- [Aufgabenstellung A]: Wandeln Sie die Zeilen aller nachstehenden Datensätze in eine Markdown-Tabelle mit den Spalten „Nr“ und „Inhalt“ um und lassen Sie Leerzeilen dabei aus. Die Bilder sind in der Antwort wegzulassen.

Es geht weiter Schlag auf Schlag, denn wir überqueren nur die Straße und befinden uns jetzt in einer Art Museumsgasse. Die Schwedenstraße erhielt ihren Namen zur Erinnerung an die Besetzung Fürstenaus durch die Schweden im 30-jährigen Krieg. In ihrem Südteil bietet die Schwedenstraße ein fast komplett erhaltenes Bild der Ackerbürgerstadt Fürstenau. Nur bis zur Hälfte der Straße verläuft unser TERRA.track Fürstenauer Patt, biegt danach nach links ab und führt zu unserem Ausgangspunkt zurück.
You ain‘t seen nothing yet
Und doch gäbe es immer noch mehr Spannendes und Historisches in Fürstenaus Ortskern zu entdecken: das Rentmeisterhaus, das Schlachterhaus, die Rinkenschanze, das Hohe Tor, die Brennerei Becker und vieles mehr. All das können wir zum Beispiel auf dem Stadtrundgang „Auf historischen Pfaden durch die Geschichte Fürstenaus“ mit insgesamt 17 Audio-Stationen erleben und so noch viel tiefer und sehr lebendig in die Geschichte der ehemaligen Hansestadt eindringen. Und spätestens jetzt dürfte klar sein, weshalb sich dieser Besuch im hohen Norden des Osnabrücker Landes zweifelsohne lohnt…!

- [Verfügbare Daten]:
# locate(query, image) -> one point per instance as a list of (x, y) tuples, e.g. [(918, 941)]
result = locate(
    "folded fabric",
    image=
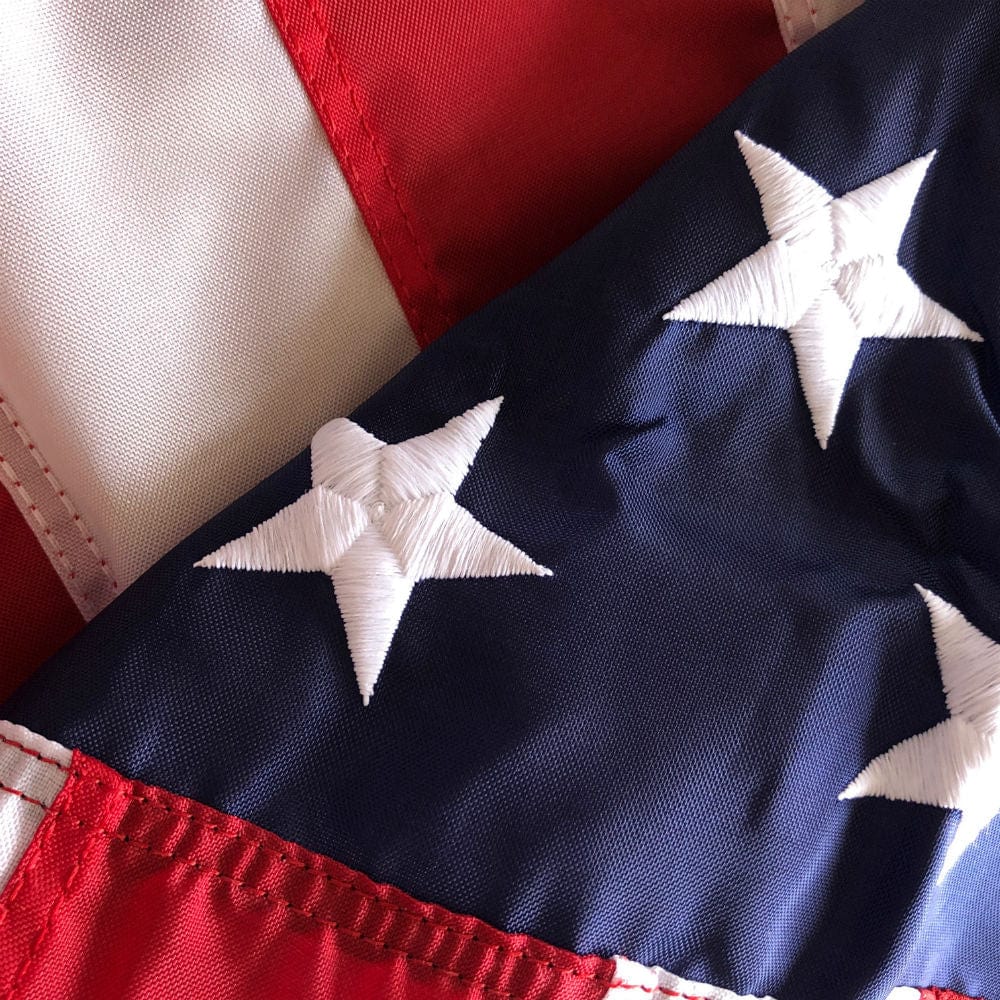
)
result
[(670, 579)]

- [Aufgabenstellung B]: Woran erinnert laut dem Textauszug über Fürstenau der Name der Schwedenstraße?

- [Lösung der Aufgabe A]:
| Nr | Inhalt |
|---|---|
| 1 | # locate(query, image) -> one point per instance as a list of (x, y) tuples, e.g. [(918, 941)] |
| 2 | result = locate( |
| 3 |     "folded fabric", |
| 4 |     image= |
| 5 | ) |
| 6 | result |
| 7 | [(670, 579)] |

- [Lösung der Aufgabe B]: An die Besetzung Fürstenaus durch die Schweden im 30-jährigen Krieg.